_Records shown_.
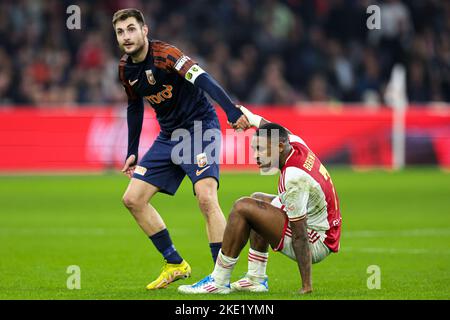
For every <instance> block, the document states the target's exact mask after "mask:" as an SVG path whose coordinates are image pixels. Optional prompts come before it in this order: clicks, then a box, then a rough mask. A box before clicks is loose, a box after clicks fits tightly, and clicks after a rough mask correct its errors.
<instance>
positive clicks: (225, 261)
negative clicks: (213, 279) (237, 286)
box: [211, 249, 239, 286]
mask: <svg viewBox="0 0 450 320" xmlns="http://www.w3.org/2000/svg"><path fill="white" fill-rule="evenodd" d="M238 259H239V257H238V258H231V257H227V256H226V255H224V254H223V253H222V249H221V250H220V251H219V255H218V256H217V260H216V265H215V267H214V271H213V273H212V274H211V275H212V277H213V278H214V280H215V281H216V283H217V284H219V285H221V286H225V285H228V284H229V283H230V278H231V272H233V269H234V266H235V265H236V262H237V260H238Z"/></svg>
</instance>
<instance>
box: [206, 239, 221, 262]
mask: <svg viewBox="0 0 450 320" xmlns="http://www.w3.org/2000/svg"><path fill="white" fill-rule="evenodd" d="M209 247H210V248H211V255H212V256H213V262H214V264H215V263H216V260H217V256H218V255H219V251H220V248H222V242H213V243H210V244H209Z"/></svg>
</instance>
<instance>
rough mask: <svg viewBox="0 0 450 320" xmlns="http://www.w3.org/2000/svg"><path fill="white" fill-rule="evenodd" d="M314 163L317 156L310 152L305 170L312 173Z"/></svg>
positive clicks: (304, 164) (307, 156) (303, 164)
mask: <svg viewBox="0 0 450 320" xmlns="http://www.w3.org/2000/svg"><path fill="white" fill-rule="evenodd" d="M314 161H316V156H315V155H314V153H312V152H308V156H307V157H306V160H305V163H304V164H303V168H305V169H306V170H308V171H311V170H312V168H313V166H314Z"/></svg>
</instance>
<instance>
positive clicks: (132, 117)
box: [126, 99, 144, 165]
mask: <svg viewBox="0 0 450 320" xmlns="http://www.w3.org/2000/svg"><path fill="white" fill-rule="evenodd" d="M143 120H144V102H143V100H142V99H136V100H128V107H127V124H128V152H127V157H126V158H127V159H128V157H129V156H131V155H132V154H134V155H135V156H136V162H137V159H138V149H139V139H140V137H141V131H142V122H143ZM136 162H135V163H133V165H134V164H136Z"/></svg>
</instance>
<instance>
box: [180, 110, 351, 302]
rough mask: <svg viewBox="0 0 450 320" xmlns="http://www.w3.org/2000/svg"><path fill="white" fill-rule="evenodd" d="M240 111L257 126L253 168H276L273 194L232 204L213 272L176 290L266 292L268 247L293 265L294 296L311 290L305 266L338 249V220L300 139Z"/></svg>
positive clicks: (258, 196)
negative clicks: (230, 283)
mask: <svg viewBox="0 0 450 320" xmlns="http://www.w3.org/2000/svg"><path fill="white" fill-rule="evenodd" d="M240 108H241V111H242V112H243V113H244V115H245V116H246V117H247V119H248V120H249V123H250V124H251V125H253V126H256V127H258V130H257V131H256V133H255V136H254V137H253V140H252V147H253V149H254V151H255V157H256V160H257V163H258V166H259V167H260V169H261V170H263V171H268V170H271V169H273V168H278V169H279V170H280V177H279V182H278V195H270V194H265V193H254V194H252V196H251V197H243V198H240V199H239V200H237V201H236V202H235V203H234V206H233V209H232V211H231V213H230V215H229V217H228V222H227V226H226V229H225V235H224V239H223V244H222V249H221V251H220V252H219V256H218V258H217V261H216V265H215V268H214V271H213V272H212V274H210V275H208V276H207V277H205V278H204V279H202V280H201V281H199V282H197V283H195V284H193V285H184V286H180V287H179V288H178V291H179V292H182V293H222V294H223V293H229V292H231V291H251V292H265V291H268V289H269V287H268V282H267V275H266V266H267V258H268V246H269V244H270V245H271V247H272V248H273V250H274V251H279V252H281V253H283V254H284V255H286V256H287V257H289V258H291V259H292V260H294V261H296V262H297V264H298V267H299V271H300V275H301V280H302V287H301V289H300V293H309V292H312V277H311V264H313V263H318V262H320V261H322V260H323V259H325V258H326V257H327V256H328V255H329V254H330V253H332V252H337V251H338V250H339V239H340V235H341V221H342V218H341V213H340V209H339V200H338V197H337V194H336V190H335V188H334V185H333V182H332V180H331V176H330V174H329V173H328V171H327V169H326V168H325V167H324V166H323V165H322V163H321V162H320V160H319V159H318V158H317V157H316V155H315V154H314V153H313V152H312V151H311V149H309V148H308V146H307V145H306V144H305V142H304V141H303V140H302V139H301V138H300V137H297V136H295V135H292V134H291V133H290V132H289V131H288V130H287V129H285V128H284V127H282V126H280V125H278V124H275V123H270V122H268V121H267V120H265V119H263V118H261V117H260V116H258V115H255V114H253V113H252V112H250V111H249V110H247V109H246V108H245V107H240ZM248 239H250V250H249V253H248V272H247V274H246V275H245V276H244V277H243V278H242V279H240V280H238V281H236V282H234V283H231V284H230V278H231V272H232V270H233V268H234V266H235V264H236V262H237V260H238V257H239V254H240V252H241V250H242V249H243V248H244V246H245V244H246V243H247V241H248Z"/></svg>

_Work task_. Format the lines above as a JSON list of strings with one string per line, skipping blank lines. Leave the picture out of the answer.

_Solution to the exercise_.
[
  "For every <instance> block, the document states the target's exact mask after \"mask:\" as an SVG path whose coordinates are image pixels. Optional prompts come before it in this order: clicks, then a box, then a rough mask. A box before clicks is loose, a box after clicks fits tightly, and clicks after a rough mask correct its errors.",
  "<instance>",
  "positive clicks: (225, 261)",
  "negative clicks: (213, 279) (237, 286)",
  "box: [211, 249, 239, 286]",
  "mask: <svg viewBox=\"0 0 450 320\" xmlns=\"http://www.w3.org/2000/svg\"><path fill=\"white\" fill-rule=\"evenodd\" d=\"M238 259H239V257H238V258H231V257H227V256H226V255H224V254H223V253H222V249H221V250H220V251H219V255H218V256H217V260H216V265H215V267H214V271H213V273H212V274H211V275H212V277H213V278H214V280H215V281H216V283H217V284H219V285H221V286H225V285H228V284H229V283H230V278H231V272H233V269H234V266H235V265H236V262H237V260H238Z\"/></svg>",
  "</instance>",
  "<instance>",
  "box: [206, 239, 221, 262]",
  "mask: <svg viewBox=\"0 0 450 320\" xmlns=\"http://www.w3.org/2000/svg\"><path fill=\"white\" fill-rule=\"evenodd\" d=\"M209 247H210V248H211V255H212V256H213V262H214V264H215V263H216V260H217V256H218V255H219V251H220V248H222V242H213V243H210V244H209Z\"/></svg>",
  "</instance>",
  "<instance>",
  "rough mask: <svg viewBox=\"0 0 450 320\" xmlns=\"http://www.w3.org/2000/svg\"><path fill=\"white\" fill-rule=\"evenodd\" d=\"M314 163L317 156L310 152L305 170L312 173Z\"/></svg>",
  "positive clicks: (304, 164) (307, 156) (303, 164)",
  "mask: <svg viewBox=\"0 0 450 320\" xmlns=\"http://www.w3.org/2000/svg\"><path fill=\"white\" fill-rule=\"evenodd\" d=\"M314 161H316V156H315V155H314V153H312V152H308V156H307V157H306V160H305V163H304V164H303V168H305V169H306V170H308V171H311V170H312V168H313V166H314Z\"/></svg>",
  "</instance>",
  "<instance>",
  "positive clicks: (132, 117)",
  "box: [126, 99, 144, 165]",
  "mask: <svg viewBox=\"0 0 450 320\" xmlns=\"http://www.w3.org/2000/svg\"><path fill=\"white\" fill-rule=\"evenodd\" d=\"M143 120H144V102H143V100H142V99H136V100H128V107H127V124H128V152H127V157H126V158H127V159H128V157H129V156H131V155H132V154H134V155H135V156H136V162H137V159H138V149H139V139H140V137H141V131H142V122H143ZM136 162H135V163H133V165H134V164H136Z\"/></svg>",
  "</instance>",
  "<instance>",
  "box: [180, 110, 351, 302]",
  "rough mask: <svg viewBox=\"0 0 450 320\" xmlns=\"http://www.w3.org/2000/svg\"><path fill=\"white\" fill-rule=\"evenodd\" d=\"M240 111L257 126L253 168H276L273 194L232 204L213 272L176 290L266 292L268 247L293 265L294 296L311 290L305 266L338 249V220L300 139Z\"/></svg>",
  "positive clicks: (258, 196)",
  "negative clicks: (230, 283)",
  "mask: <svg viewBox=\"0 0 450 320\" xmlns=\"http://www.w3.org/2000/svg\"><path fill=\"white\" fill-rule=\"evenodd\" d=\"M240 108H241V111H242V112H243V113H244V115H245V116H246V117H247V119H248V120H249V123H250V124H251V125H253V126H256V127H258V130H257V131H256V133H255V136H254V137H253V140H252V147H253V149H254V151H255V157H256V160H257V163H258V166H259V167H260V169H261V170H263V171H268V170H271V169H273V168H278V169H279V170H280V177H279V182H278V195H270V194H265V193H254V194H252V196H251V197H243V198H240V199H239V200H237V201H236V202H235V203H234V206H233V209H232V211H231V213H230V215H229V217H228V222H227V226H226V229H225V235H224V239H223V244H222V249H221V251H220V252H219V256H218V258H217V261H216V265H215V268H214V271H213V272H212V274H210V275H208V276H207V277H205V278H204V279H202V280H201V281H199V282H197V283H195V284H193V285H184V286H180V287H179V288H178V291H179V292H182V293H222V294H223V293H229V292H231V291H251V292H265V291H268V289H269V287H268V282H267V275H266V266H267V258H268V246H269V244H270V245H271V247H272V248H273V250H274V251H279V252H281V253H283V254H284V255H286V256H287V257H289V258H291V259H292V260H294V261H296V262H297V264H298V267H299V271H300V275H301V280H302V287H301V289H300V293H309V292H312V277H311V264H313V263H318V262H320V261H322V260H323V259H325V258H326V257H327V256H328V255H329V254H330V253H332V252H337V251H338V250H339V239H340V235H341V221H342V218H341V213H340V209H339V200H338V197H337V194H336V190H335V188H334V185H333V182H332V180H331V176H330V174H329V173H328V171H327V169H326V168H325V167H324V166H323V165H322V163H321V162H320V160H319V159H318V158H317V157H316V155H315V154H314V153H313V152H312V151H311V149H309V148H308V146H307V145H306V144H305V142H304V141H303V140H302V139H301V138H300V137H297V136H295V135H292V134H291V133H290V132H289V131H288V130H287V129H285V128H284V127H282V126H280V125H278V124H275V123H270V122H268V121H267V120H265V119H263V118H261V117H260V116H258V115H255V114H253V113H252V112H250V111H249V110H247V109H246V108H245V107H240ZM248 239H250V250H249V253H248V272H247V274H246V275H245V276H244V277H243V278H242V279H240V280H238V281H236V282H234V283H231V284H230V278H231V272H232V270H233V268H234V266H235V264H236V262H237V260H238V257H239V254H240V252H241V250H242V249H243V248H244V246H245V244H246V243H247V241H248Z\"/></svg>"
]